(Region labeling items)
··········
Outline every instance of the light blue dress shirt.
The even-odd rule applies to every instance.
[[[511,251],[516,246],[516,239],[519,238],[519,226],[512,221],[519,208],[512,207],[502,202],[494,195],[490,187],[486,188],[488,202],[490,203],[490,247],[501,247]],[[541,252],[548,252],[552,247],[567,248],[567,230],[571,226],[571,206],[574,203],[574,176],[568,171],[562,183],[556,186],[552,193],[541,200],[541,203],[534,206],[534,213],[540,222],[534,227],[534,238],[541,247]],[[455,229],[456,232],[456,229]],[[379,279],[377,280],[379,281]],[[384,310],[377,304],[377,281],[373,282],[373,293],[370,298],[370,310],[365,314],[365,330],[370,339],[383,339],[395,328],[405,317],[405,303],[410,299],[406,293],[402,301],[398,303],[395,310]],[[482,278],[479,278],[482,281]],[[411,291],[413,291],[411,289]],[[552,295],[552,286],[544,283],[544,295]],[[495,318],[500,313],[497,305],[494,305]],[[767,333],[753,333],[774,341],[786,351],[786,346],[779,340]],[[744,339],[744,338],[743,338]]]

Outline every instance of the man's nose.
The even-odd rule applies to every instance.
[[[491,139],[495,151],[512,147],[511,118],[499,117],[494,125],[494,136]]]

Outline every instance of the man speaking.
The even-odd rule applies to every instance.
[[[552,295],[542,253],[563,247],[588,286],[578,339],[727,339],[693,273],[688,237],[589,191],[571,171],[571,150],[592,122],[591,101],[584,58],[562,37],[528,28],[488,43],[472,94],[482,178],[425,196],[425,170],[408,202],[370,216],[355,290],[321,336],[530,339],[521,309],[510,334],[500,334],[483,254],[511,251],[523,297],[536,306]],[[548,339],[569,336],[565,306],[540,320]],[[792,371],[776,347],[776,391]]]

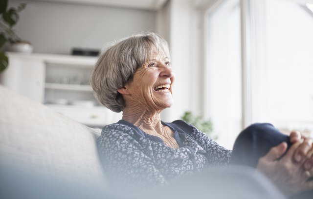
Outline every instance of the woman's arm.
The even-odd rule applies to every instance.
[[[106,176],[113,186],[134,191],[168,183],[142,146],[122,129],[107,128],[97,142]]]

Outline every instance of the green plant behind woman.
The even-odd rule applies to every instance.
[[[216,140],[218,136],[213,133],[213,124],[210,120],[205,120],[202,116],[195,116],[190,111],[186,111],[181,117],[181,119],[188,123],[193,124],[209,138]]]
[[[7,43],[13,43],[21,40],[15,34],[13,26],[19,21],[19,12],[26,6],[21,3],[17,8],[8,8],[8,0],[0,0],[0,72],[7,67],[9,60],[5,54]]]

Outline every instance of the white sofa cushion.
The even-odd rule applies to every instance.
··········
» Task directions
Scale the data from the line containing "Outline every instance of the woman's arm." through the end of the data, with both ends included, by rewriting every line of that part with the requests unchanged and every coordinate in the answers multiplied by 2.6. Round each result to a whole number with halves rounded up, and reproduce only that part.

» Response to the exercise
Outline every instance of the woman's arm.
The even-odd rule applies to every instance.
[[[276,458],[294,484],[348,497],[437,476],[369,380],[317,335],[278,333],[252,369]]]

Outline every instance of the green plant behind woman.
The even-odd rule applies to every instance.
[[[562,364],[567,354],[554,346],[554,322],[546,312],[533,312],[525,302],[507,302],[494,289],[484,289],[471,304],[471,309],[489,320],[502,322],[543,359]]]
[[[18,112],[34,112],[55,104],[39,88],[34,68],[49,55],[49,31],[68,16],[55,8],[44,21],[21,21],[21,0],[0,0],[0,187],[18,174],[23,156],[13,140]]]

Outline every instance of the white sofa cushion.
The even-odd rule applies to every instance.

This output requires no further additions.